Work to do ▸ Copy out word for word everything from the beginning of the items down through the line that contains "58], [196, 56]]", including that line. Leave the pictures out of your copy.

Shape boundary entries:

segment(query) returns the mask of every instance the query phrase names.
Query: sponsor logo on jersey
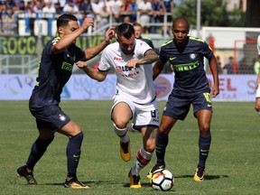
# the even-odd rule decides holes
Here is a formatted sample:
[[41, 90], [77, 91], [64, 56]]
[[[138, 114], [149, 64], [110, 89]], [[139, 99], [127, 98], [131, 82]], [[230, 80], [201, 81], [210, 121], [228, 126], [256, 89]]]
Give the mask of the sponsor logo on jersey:
[[173, 60], [174, 59], [176, 59], [176, 57], [170, 58], [170, 60]]
[[197, 56], [196, 53], [190, 53], [190, 58], [191, 60], [194, 60], [194, 59], [196, 58], [196, 56]]
[[187, 71], [187, 70], [196, 69], [197, 67], [199, 67], [199, 65], [200, 65], [199, 60], [197, 60], [189, 64], [173, 65], [173, 69], [174, 69], [174, 71]]
[[65, 116], [60, 114], [59, 116], [60, 116], [60, 121], [65, 121], [66, 120], [66, 116]]
[[72, 65], [68, 62], [63, 62], [61, 65], [61, 69], [72, 72]]
[[170, 81], [163, 77], [159, 76], [153, 83], [157, 98], [166, 97], [172, 90]]
[[118, 58], [118, 57], [114, 57], [113, 60], [124, 60], [123, 58]]

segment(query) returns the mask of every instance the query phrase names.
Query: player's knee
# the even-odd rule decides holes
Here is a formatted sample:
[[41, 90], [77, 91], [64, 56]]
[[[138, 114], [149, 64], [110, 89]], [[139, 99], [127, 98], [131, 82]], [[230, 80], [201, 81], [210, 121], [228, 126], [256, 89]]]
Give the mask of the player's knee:
[[120, 128], [117, 126], [116, 124], [113, 124], [113, 126], [114, 126], [114, 130], [116, 132], [116, 134], [118, 135], [118, 136], [124, 136], [126, 133], [127, 133], [127, 130], [128, 130], [128, 126], [125, 125], [125, 127], [123, 128]]
[[[171, 129], [170, 129], [170, 130], [171, 130]], [[159, 128], [159, 129], [158, 129], [158, 135], [161, 135], [161, 136], [165, 136], [165, 135], [169, 135], [170, 130]]]
[[144, 146], [144, 149], [147, 152], [147, 153], [153, 153], [155, 150], [155, 143], [147, 143], [147, 144], [145, 146]]
[[73, 136], [75, 139], [77, 138], [77, 140], [79, 141], [82, 141], [83, 137], [84, 137], [84, 134], [83, 132], [79, 132], [79, 134], [77, 134], [75, 136]]

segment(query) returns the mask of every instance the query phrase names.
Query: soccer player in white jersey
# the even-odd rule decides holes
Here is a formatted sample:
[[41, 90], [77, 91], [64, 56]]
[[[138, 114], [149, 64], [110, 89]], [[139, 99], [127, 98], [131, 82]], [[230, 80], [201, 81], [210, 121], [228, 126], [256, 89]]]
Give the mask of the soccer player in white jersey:
[[257, 73], [257, 78], [256, 78], [256, 81], [255, 81], [255, 89], [256, 89], [256, 93], [255, 93], [255, 108], [256, 110], [256, 112], [260, 115], [260, 34], [257, 37], [257, 51], [258, 51], [258, 73]]
[[129, 172], [130, 188], [141, 188], [140, 171], [151, 161], [159, 126], [158, 106], [153, 82], [153, 65], [158, 56], [144, 42], [135, 38], [130, 23], [116, 28], [116, 42], [103, 51], [98, 69], [85, 62], [76, 65], [92, 79], [103, 81], [109, 70], [117, 77], [116, 92], [111, 108], [111, 119], [116, 134], [120, 137], [120, 155], [130, 161], [128, 124], [133, 119], [135, 128], [142, 132], [143, 145], [136, 154], [136, 162]]

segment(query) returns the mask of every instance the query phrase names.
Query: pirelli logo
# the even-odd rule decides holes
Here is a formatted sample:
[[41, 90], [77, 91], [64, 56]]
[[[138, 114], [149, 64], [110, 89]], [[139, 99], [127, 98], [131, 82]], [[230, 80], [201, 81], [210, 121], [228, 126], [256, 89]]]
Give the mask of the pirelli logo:
[[61, 69], [72, 72], [72, 65], [68, 62], [63, 62]]
[[173, 69], [175, 71], [187, 71], [190, 70], [196, 69], [199, 65], [200, 63], [197, 60], [194, 61], [193, 63], [174, 65]]

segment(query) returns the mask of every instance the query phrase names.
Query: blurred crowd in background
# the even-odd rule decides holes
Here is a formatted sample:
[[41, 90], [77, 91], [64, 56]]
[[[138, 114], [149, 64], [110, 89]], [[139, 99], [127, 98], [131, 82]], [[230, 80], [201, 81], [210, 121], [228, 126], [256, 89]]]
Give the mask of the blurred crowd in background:
[[[61, 14], [64, 13], [93, 17], [99, 26], [108, 23], [111, 15], [114, 23], [138, 22], [144, 33], [160, 33], [160, 25], [172, 19], [173, 0], [0, 0], [0, 33], [14, 33], [18, 14]], [[139, 14], [139, 15], [138, 15]]]

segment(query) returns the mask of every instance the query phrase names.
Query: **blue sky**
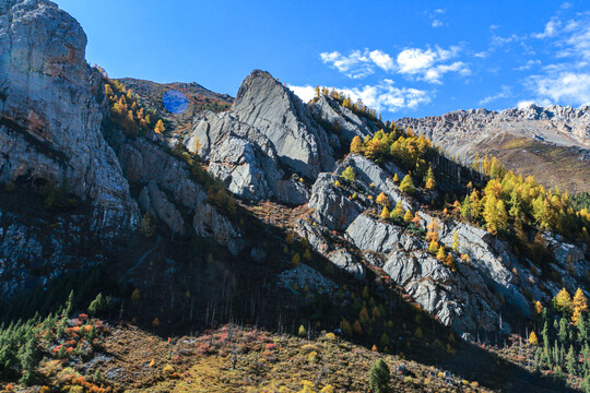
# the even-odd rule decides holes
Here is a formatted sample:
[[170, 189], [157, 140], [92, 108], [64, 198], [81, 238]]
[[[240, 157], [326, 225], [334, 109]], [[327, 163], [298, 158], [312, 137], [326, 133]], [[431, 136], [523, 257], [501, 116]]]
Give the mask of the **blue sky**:
[[113, 78], [235, 95], [262, 69], [305, 99], [335, 87], [384, 119], [590, 105], [588, 1], [56, 2]]

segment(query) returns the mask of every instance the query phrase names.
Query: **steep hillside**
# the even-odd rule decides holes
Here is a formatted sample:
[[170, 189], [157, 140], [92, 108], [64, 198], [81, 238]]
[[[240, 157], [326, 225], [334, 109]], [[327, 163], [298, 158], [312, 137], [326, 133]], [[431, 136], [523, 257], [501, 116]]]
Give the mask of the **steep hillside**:
[[[227, 110], [234, 100], [227, 94], [211, 92], [194, 82], [155, 83], [132, 78], [122, 78], [118, 81], [132, 94], [137, 94], [145, 108], [155, 110], [156, 115], [164, 120], [169, 133], [181, 133], [189, 130], [197, 114], [204, 110], [214, 112]], [[187, 99], [186, 104], [180, 103], [181, 106], [177, 108], [174, 106], [172, 102], [174, 97], [172, 97], [172, 105], [166, 108], [167, 97], [165, 99], [165, 94], [169, 91], [180, 92]], [[173, 110], [170, 111], [170, 109]]]
[[408, 392], [580, 388], [590, 213], [566, 193], [266, 71], [221, 111], [110, 80], [47, 0], [0, 0], [0, 33], [5, 390], [361, 392], [377, 358]]
[[510, 169], [571, 193], [590, 190], [590, 108], [534, 105], [500, 112], [457, 110], [403, 118], [434, 143], [471, 163], [475, 153], [497, 156]]

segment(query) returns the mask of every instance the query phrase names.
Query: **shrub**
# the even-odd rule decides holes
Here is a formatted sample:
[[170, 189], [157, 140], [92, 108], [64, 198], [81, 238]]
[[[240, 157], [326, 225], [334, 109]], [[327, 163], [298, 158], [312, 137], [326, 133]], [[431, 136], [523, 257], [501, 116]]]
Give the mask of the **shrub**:
[[340, 177], [350, 183], [353, 183], [356, 181], [356, 176], [354, 175], [354, 170], [352, 167], [346, 167], [346, 169], [344, 169], [344, 171], [342, 172], [342, 175], [340, 175]]
[[373, 393], [389, 392], [389, 367], [384, 359], [377, 360], [369, 371], [369, 389]]
[[410, 175], [405, 175], [402, 182], [400, 183], [400, 190], [406, 193], [414, 193], [416, 189], [414, 188], [414, 181]]

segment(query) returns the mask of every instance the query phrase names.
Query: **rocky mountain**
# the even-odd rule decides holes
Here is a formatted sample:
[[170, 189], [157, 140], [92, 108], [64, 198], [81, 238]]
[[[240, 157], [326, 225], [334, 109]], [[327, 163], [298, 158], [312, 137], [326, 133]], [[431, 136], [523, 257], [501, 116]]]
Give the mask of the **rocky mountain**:
[[135, 227], [139, 211], [101, 133], [106, 106], [86, 35], [48, 1], [2, 1], [0, 12], [0, 179], [67, 181], [92, 200], [93, 227]]
[[[203, 110], [224, 111], [234, 98], [227, 94], [214, 93], [198, 83], [155, 83], [133, 78], [118, 80], [130, 92], [140, 97], [140, 103], [162, 118], [168, 132], [185, 132], [192, 127], [194, 116]], [[165, 95], [168, 92], [181, 94], [182, 107], [166, 108]], [[184, 102], [186, 99], [186, 102]]]
[[209, 162], [209, 171], [235, 194], [303, 204], [308, 196], [304, 178], [312, 181], [332, 170], [345, 143], [375, 131], [376, 124], [333, 99], [322, 97], [310, 107], [271, 74], [257, 70], [246, 78], [228, 112], [196, 117], [184, 144]]
[[590, 107], [456, 110], [424, 119], [403, 118], [397, 123], [468, 163], [475, 153], [489, 154], [508, 169], [533, 175], [548, 187], [590, 191]]
[[[406, 391], [426, 389], [403, 358], [428, 365], [410, 369], [420, 384], [436, 378], [437, 389], [479, 388], [438, 371], [440, 365], [479, 376], [489, 389], [547, 389], [529, 373], [531, 365], [500, 360], [480, 345], [527, 332], [535, 302], [550, 307], [562, 288], [588, 293], [583, 233], [558, 228], [559, 235], [531, 218], [518, 233], [496, 234], [467, 219], [444, 195], [467, 193], [468, 183], [482, 191], [485, 179], [426, 139], [411, 140], [330, 95], [303, 103], [260, 70], [235, 99], [199, 85], [117, 82], [87, 66], [85, 44], [78, 22], [52, 2], [0, 0], [0, 382], [168, 389], [208, 372], [206, 365], [192, 368], [197, 359], [225, 359], [228, 372], [263, 376], [269, 365], [296, 358], [322, 389], [335, 381], [361, 391], [362, 381], [328, 378], [328, 369], [365, 370], [362, 359], [387, 353], [398, 367], [396, 385]], [[232, 104], [201, 110], [191, 100], [176, 117], [161, 102], [169, 90]], [[154, 108], [151, 124], [163, 119], [168, 131], [137, 126], [148, 122], [128, 104]], [[587, 110], [479, 110], [400, 123], [464, 154], [500, 134], [530, 140], [514, 131], [523, 123], [541, 130], [530, 131], [539, 143], [581, 151]], [[502, 124], [510, 126], [494, 131]], [[355, 136], [367, 147], [350, 153]], [[404, 141], [412, 145], [393, 145]], [[397, 148], [400, 156], [390, 153]], [[414, 175], [421, 170], [438, 186], [423, 187]], [[402, 186], [408, 181], [415, 187]], [[532, 240], [542, 260], [523, 252], [517, 236]], [[433, 241], [442, 255], [430, 250]], [[54, 313], [42, 321], [36, 312]], [[32, 319], [1, 324], [21, 318]], [[247, 327], [206, 331], [229, 322]], [[276, 336], [267, 340], [260, 326]], [[135, 345], [130, 337], [143, 347], [121, 352]], [[349, 340], [366, 348], [351, 349]], [[300, 344], [304, 355], [294, 352]], [[338, 360], [353, 350], [354, 364]], [[498, 369], [518, 380], [508, 385]]]

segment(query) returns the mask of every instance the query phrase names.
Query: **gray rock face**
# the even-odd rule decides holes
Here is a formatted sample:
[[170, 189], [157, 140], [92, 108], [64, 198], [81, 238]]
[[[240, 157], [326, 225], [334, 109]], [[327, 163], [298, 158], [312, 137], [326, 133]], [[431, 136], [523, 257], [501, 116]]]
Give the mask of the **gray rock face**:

Exercise result ▸
segment(query) returns the mask of every instance the query phrase names.
Query: sponsor logo on jersey
# the even-odd rule decides holes
Here is a formatted sample:
[[41, 90], [77, 91], [64, 56]]
[[[138, 114], [149, 64], [110, 89]], [[139, 99], [127, 98], [131, 82]], [[230, 80], [201, 81], [210, 121], [228, 126], [256, 89]]]
Give the mask of the sponsor logo on jersey:
[[173, 60], [174, 59], [176, 59], [176, 57], [170, 58], [170, 60]]
[[197, 56], [196, 53], [190, 53], [190, 58], [191, 60], [194, 60], [194, 59], [196, 58], [196, 56]]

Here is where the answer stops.